■ **Task 1**:
Answer these about the aquarium trim thread:
(a) Under which part of the tank does the water creep, according to the thread's title and opening post?
(b) Why is the drip more annoying with saltwater than with freshwater?
(c) Where does the dripping water usually end up evaporating?
■ **Task 2**:
Could you extend the aquarium trim thread with the reply from ameekplec., picking up right after that poster's name and date line?

■ **Page excerpt**:
☆ ☆ ☆

# Water slowly creeping up under trim then dripping down side of tank



## JulieFish (Apr 8, 2011)

Hi,

I've had this occurrance on pretty much all my larger tanks, so I'm assuming it's somewhat widespread... where water has a tendancy to creep or "wick" its way under the top trim, then occasionally a drip will fall down the outside of the glass. it will then usually evaporate somewhere in the bottom trim, or it will follow the stand to the floor, where it will evaporate there. Doesn't amount to much at all in freshwater. However, since going saltwater, I've got a little drip of salty creepyness that I wipe off the glass nearly every day. It's much more annoying with salt due to the residue. Any easy fixes for this? I can't think of anything, except to continue wiping.

Thanks!


----------



## ameekplec. (May 1, 2008)

☆ ☆ ☆

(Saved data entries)
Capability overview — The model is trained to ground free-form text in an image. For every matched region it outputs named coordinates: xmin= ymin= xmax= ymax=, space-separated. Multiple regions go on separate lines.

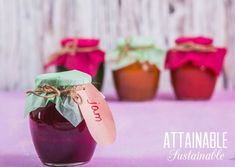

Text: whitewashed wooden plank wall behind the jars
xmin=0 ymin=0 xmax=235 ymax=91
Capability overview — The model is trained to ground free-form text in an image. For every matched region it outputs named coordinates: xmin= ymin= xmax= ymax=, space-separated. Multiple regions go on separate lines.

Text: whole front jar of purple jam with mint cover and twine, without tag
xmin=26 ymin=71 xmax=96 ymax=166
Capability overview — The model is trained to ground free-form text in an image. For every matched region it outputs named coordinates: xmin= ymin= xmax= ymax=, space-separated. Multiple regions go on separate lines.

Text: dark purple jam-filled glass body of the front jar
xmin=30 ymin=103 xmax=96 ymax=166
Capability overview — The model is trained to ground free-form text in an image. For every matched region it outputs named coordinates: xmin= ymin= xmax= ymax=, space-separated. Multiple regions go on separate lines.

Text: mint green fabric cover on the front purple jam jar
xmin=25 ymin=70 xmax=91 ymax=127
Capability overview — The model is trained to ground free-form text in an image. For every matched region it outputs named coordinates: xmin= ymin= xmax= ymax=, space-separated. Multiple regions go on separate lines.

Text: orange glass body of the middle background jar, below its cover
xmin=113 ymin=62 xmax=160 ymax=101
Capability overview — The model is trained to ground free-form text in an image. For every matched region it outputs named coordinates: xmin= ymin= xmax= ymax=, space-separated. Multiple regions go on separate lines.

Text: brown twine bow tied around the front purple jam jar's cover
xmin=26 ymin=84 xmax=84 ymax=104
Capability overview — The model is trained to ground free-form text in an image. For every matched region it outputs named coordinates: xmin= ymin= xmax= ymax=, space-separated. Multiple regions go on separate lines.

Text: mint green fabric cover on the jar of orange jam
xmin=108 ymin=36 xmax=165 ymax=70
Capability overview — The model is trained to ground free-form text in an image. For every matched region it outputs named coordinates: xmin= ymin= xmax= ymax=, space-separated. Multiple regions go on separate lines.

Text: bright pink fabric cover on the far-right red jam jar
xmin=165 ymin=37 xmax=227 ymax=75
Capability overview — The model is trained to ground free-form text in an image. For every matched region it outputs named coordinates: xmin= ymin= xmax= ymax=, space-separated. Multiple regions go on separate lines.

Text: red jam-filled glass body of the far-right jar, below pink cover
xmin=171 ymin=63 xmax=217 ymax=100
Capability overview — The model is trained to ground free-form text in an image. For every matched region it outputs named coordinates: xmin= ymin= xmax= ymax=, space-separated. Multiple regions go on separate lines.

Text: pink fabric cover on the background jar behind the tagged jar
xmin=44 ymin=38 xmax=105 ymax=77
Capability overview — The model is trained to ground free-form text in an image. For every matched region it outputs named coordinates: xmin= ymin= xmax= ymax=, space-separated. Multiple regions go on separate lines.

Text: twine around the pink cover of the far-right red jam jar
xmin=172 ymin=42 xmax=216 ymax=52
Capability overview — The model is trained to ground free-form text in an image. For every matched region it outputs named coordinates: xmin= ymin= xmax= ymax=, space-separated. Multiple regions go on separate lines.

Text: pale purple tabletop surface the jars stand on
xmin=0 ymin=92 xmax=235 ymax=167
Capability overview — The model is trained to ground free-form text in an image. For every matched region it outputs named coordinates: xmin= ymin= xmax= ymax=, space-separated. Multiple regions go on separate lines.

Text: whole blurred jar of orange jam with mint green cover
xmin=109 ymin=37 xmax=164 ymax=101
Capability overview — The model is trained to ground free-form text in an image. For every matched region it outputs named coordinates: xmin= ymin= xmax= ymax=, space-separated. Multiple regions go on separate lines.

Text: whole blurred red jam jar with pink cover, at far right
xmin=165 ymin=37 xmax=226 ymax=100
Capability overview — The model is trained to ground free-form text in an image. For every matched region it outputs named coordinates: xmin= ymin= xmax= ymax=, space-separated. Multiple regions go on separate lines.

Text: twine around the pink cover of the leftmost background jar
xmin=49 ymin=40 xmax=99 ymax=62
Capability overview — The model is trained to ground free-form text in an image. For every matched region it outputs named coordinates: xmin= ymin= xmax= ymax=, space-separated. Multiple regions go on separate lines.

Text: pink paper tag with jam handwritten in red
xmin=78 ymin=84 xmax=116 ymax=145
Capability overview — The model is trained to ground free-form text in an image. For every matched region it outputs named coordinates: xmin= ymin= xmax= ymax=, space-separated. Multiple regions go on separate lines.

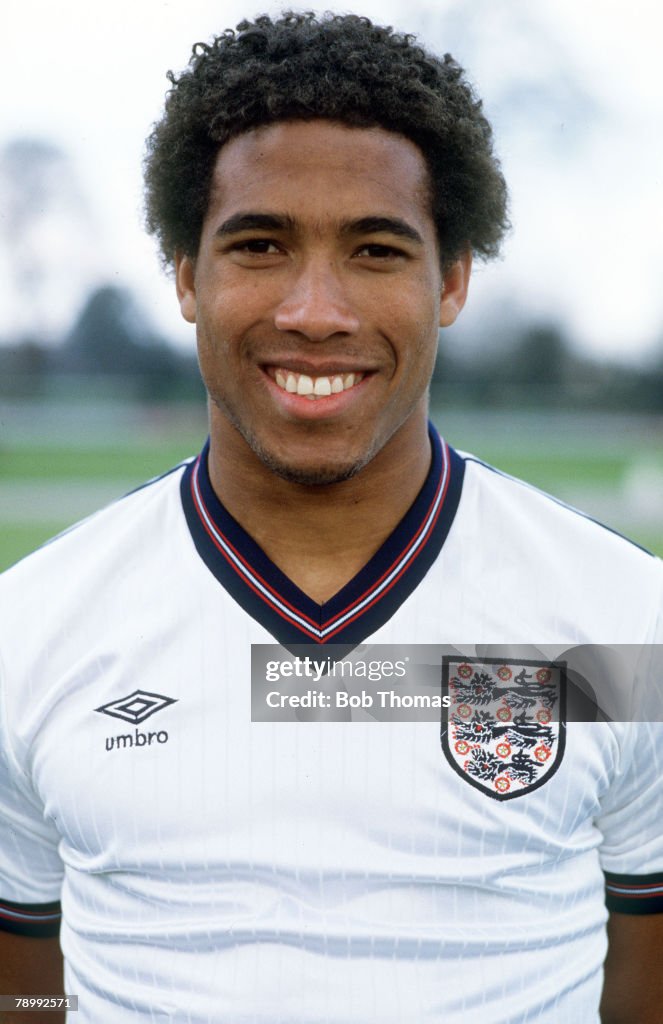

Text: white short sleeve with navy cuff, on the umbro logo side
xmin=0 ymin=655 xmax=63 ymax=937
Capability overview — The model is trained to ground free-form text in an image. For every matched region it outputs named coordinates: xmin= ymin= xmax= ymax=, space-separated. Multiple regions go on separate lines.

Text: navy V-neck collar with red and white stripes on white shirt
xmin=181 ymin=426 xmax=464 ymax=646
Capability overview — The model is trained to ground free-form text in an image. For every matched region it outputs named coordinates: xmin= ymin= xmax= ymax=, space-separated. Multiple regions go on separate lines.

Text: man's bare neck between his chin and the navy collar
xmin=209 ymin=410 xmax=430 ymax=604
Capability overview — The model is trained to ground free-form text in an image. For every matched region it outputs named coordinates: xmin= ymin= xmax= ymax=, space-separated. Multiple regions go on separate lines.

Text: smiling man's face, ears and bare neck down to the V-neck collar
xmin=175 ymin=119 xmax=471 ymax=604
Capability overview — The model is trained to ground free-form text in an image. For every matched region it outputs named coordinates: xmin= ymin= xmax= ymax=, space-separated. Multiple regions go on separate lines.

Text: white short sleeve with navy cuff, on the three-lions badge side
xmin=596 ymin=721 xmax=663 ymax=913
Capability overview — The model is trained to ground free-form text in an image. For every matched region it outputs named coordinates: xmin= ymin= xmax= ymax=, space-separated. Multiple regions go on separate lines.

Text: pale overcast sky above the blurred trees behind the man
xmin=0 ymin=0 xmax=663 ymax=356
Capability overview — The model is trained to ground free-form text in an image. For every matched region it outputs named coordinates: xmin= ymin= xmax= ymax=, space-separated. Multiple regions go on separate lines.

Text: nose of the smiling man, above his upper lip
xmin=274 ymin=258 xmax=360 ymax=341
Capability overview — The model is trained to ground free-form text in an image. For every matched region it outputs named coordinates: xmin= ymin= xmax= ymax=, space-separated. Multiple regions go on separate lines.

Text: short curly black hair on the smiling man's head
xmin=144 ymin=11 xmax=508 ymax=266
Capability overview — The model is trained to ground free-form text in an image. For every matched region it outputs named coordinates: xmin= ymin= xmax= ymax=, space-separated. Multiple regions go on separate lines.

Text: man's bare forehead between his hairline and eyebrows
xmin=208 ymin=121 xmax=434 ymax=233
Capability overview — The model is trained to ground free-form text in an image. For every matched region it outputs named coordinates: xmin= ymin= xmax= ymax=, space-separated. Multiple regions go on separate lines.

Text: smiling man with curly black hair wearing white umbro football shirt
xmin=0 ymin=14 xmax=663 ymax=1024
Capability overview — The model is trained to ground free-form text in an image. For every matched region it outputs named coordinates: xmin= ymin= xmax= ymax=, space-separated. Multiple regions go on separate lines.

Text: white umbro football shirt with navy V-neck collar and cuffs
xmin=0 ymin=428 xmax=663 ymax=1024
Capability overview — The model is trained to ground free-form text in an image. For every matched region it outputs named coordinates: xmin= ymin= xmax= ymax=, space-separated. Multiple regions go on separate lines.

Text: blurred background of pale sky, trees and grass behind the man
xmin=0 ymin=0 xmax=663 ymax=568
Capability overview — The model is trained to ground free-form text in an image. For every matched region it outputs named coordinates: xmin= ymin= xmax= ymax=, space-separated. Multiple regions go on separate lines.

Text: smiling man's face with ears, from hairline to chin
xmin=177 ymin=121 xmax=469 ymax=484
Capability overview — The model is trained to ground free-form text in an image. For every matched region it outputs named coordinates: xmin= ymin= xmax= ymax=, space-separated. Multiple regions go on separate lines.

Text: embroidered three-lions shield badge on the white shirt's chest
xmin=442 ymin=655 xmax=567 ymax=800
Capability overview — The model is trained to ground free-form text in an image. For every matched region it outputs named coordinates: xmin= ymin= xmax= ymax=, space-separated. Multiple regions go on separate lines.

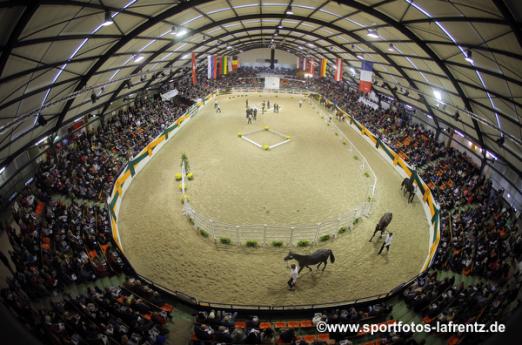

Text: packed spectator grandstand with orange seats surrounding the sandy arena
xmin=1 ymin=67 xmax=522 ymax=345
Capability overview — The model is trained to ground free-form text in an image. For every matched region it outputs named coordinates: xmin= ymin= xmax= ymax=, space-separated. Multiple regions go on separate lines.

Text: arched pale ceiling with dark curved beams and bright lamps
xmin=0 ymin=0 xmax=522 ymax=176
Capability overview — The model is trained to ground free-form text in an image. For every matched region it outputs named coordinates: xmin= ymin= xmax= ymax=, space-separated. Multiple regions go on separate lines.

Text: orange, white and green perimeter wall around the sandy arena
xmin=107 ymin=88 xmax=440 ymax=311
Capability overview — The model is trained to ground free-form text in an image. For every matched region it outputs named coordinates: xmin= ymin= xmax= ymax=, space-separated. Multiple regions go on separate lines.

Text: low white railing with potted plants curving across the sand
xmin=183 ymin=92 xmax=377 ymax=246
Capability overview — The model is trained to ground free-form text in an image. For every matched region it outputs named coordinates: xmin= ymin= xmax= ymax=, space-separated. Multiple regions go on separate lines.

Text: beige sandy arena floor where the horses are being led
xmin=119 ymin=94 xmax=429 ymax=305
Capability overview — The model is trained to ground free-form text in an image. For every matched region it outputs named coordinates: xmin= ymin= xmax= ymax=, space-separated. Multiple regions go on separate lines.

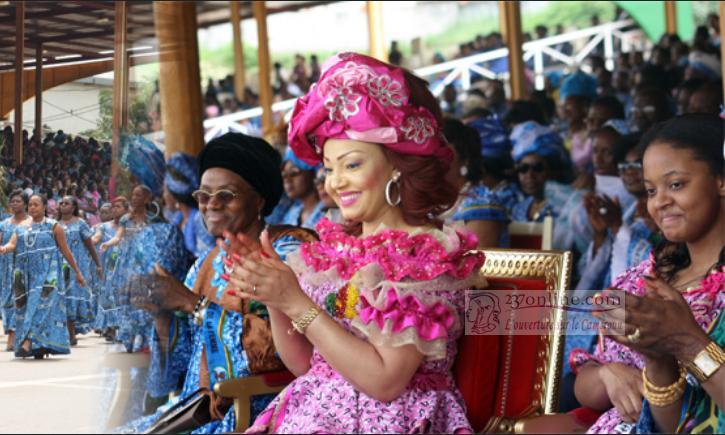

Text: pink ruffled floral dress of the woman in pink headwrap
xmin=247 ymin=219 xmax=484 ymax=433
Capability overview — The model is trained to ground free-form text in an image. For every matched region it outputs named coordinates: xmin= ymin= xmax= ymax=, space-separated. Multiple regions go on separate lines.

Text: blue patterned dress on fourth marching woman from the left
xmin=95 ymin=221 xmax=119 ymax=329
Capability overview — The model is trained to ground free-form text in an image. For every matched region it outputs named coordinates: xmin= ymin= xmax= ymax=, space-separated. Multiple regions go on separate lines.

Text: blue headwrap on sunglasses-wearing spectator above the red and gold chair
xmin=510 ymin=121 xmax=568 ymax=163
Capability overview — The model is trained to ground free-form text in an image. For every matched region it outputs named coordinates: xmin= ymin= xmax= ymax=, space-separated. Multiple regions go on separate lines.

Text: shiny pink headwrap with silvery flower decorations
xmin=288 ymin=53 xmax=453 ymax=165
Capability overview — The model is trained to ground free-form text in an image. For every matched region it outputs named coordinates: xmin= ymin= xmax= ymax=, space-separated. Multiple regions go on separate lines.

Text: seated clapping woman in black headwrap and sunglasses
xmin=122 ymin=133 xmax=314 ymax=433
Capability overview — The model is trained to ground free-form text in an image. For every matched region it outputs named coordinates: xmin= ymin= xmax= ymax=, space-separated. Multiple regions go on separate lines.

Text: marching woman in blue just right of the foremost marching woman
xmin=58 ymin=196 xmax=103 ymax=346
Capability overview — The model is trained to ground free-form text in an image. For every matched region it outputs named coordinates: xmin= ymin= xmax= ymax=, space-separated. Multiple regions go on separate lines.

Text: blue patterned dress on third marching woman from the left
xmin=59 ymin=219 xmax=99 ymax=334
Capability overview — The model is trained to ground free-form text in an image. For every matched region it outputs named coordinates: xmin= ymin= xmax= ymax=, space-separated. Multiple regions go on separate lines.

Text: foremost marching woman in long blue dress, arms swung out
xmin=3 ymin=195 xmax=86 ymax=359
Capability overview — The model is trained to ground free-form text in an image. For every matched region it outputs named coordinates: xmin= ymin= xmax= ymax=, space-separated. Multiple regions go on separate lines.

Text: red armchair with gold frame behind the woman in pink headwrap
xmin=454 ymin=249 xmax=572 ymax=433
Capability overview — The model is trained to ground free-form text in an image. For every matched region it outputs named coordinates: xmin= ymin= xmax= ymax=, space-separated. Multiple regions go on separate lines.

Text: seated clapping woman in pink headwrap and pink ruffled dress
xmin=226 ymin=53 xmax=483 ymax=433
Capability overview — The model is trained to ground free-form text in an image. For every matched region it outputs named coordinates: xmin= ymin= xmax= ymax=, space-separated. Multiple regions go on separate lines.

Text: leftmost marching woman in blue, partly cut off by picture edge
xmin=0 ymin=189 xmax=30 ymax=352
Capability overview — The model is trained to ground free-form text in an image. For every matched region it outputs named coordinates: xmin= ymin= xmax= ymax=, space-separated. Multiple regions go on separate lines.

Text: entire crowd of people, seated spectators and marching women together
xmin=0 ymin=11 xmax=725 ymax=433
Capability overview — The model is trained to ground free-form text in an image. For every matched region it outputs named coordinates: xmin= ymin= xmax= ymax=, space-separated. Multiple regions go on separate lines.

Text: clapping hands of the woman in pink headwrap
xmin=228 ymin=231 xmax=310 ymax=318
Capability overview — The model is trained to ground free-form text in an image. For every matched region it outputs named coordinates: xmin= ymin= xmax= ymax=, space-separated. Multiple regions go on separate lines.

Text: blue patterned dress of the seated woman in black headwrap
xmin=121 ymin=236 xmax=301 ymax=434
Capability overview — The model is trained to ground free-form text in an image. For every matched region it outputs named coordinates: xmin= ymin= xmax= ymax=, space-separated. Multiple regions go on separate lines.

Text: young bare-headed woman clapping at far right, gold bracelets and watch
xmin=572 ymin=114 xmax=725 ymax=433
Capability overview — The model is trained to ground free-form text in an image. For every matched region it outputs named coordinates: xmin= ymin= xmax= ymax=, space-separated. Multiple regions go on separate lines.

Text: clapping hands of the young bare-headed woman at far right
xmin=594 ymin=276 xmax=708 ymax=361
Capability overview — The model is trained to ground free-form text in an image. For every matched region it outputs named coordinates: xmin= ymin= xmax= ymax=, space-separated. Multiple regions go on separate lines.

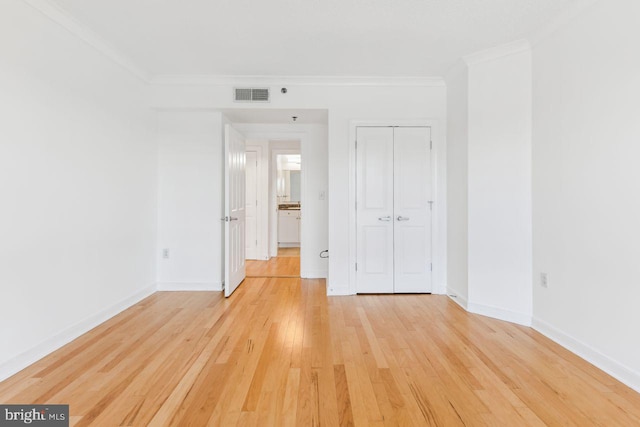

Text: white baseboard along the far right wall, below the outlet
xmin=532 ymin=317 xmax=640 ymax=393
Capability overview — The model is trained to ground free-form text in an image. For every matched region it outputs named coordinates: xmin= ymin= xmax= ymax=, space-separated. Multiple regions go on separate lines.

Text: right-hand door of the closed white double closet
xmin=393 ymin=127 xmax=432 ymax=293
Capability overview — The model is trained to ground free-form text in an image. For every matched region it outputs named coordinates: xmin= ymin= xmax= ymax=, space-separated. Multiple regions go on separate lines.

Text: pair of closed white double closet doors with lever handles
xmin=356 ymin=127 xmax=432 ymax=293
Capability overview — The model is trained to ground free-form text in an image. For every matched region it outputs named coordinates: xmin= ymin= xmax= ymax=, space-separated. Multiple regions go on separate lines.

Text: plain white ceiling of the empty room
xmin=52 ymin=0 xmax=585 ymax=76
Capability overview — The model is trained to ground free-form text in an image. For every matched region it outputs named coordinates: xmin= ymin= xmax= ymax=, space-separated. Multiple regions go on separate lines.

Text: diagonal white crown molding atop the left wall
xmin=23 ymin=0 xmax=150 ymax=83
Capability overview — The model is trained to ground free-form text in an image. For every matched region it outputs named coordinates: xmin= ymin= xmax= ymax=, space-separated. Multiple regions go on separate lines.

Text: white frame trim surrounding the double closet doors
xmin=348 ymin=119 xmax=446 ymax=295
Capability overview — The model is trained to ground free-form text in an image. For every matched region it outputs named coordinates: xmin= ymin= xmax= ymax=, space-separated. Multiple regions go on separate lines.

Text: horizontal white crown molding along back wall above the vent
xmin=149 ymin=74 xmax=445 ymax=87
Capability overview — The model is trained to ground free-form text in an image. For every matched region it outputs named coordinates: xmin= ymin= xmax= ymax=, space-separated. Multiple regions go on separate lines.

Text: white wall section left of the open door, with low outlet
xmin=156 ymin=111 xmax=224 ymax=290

☆ ☆ ☆

■ **Response area 1**:
(a) The top trim.
(b) Because of the residue.
(c) Somewhere in the bottom trim, or on the floor after following the stand.

■ **Response area 2**:
You can empty the tanks and seal the inside rim (best), or you can just seal the outside rim (under the rim) with silicone. Id recommend though that you uncover the tank and let the rim dry out (and drop your water level a few inches if possible) before siliconing. It'll make sure that your bead cures properly, and that none of the water that could potentially get into the tank comes in contact with the uncured silicone.

I did this on a small 20g, and it worked fine. Just make sure you can also ventilate the area well, or the fumes might affect your tank (however unlikely it might be).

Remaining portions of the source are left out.